* **SHORT EXERCISE A**:
In the patch note below, how long would it take a similarly loaded 100BaseT network to overflow the buffer counters?
========
This patch should fix some of the major problems that
many with 3c90x "boomerang" cards are seeing. In
particular, it should fix the "skput:over" kernel
panics that many, including myself, are experiencing.

This patch does four things. It adds a check for NULL
skb pointers, removes the 'rx_work_limit' variable and
broken (off by one) check for available ring buffer
skbs, logs a warning if the driver fails to allocate
an skb for the ring buffer, and fixes a problem with
the ring buffer counters overflowing.

The second and fourth items are probably the cause of
the major instability that most people have been having
with the boomerang cards. The first item removes the
need for the broken check, since if the skb pointer is
NULL, we've exceeded our "rx_work_limit". The third
item is for debugging purposes.

The "off by one" error can cause a call to skb_put
with a NULL skb pointer. When the buffer counter
overflows, the ring buffer will no longer be filled,
because the for() loop conditional used for refilling
the ring buffer will always fail, causing the a call
to skb_put with a NULL skb pointer once all of the skbs
are used. Both of these can (will?) cause a kernel panic.

As a point of reference, judging by current usage on
my 10BaseT network, it would take 200 days to cause
the buffer counters to overflow. On a similarly loaded
100BaseT nework it would take only 20 days.
========
* **SHORT EXERCISE B**:
Echo the listing below word for word. Begin at the line that contains "Corridor-survey task: point out each instance of the fly's" and continue through the end of the listing.

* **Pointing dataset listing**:
========
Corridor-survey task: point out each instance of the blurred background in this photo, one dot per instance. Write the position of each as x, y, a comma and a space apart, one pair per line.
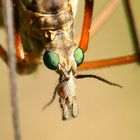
106, 112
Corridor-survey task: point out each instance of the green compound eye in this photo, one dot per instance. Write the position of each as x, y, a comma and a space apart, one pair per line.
79, 56
51, 60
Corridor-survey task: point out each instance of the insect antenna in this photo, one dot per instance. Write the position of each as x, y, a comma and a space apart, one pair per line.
52, 99
80, 76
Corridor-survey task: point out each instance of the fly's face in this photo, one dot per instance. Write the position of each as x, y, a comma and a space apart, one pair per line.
64, 59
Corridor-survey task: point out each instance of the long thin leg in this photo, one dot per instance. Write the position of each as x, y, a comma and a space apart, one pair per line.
3, 54
108, 62
119, 60
103, 17
8, 18
132, 25
86, 24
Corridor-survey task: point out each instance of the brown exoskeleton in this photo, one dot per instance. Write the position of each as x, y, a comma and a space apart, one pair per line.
44, 33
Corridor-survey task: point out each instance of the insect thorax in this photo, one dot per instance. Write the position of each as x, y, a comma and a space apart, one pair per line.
41, 22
========
* **EXPECTED ANSWER A**:
Only 20 days.

* **EXPECTED ANSWER B**:
Corridor-survey task: point out each instance of the fly's face in this photo, one dot per instance. Write the position of each as x, y, a comma and a space apart, one pair per line.
64, 59
Corridor-survey task: point out each instance of the long thin leg in this photo, one dot per instance. Write the position of each as x, y, a comma and a space apart, one pair per line.
3, 54
108, 62
119, 60
103, 17
8, 18
132, 25
86, 24
Corridor-survey task: point out each instance of the brown exoskeleton in this photo, one dot per instance. Write the position of each as x, y, a comma and a space apart, one pair per line.
44, 33
Corridor-survey task: point out each instance of the insect thorax in this photo, one dot per instance. Write the position of each as x, y, a comma and a space apart, one pair per line.
41, 22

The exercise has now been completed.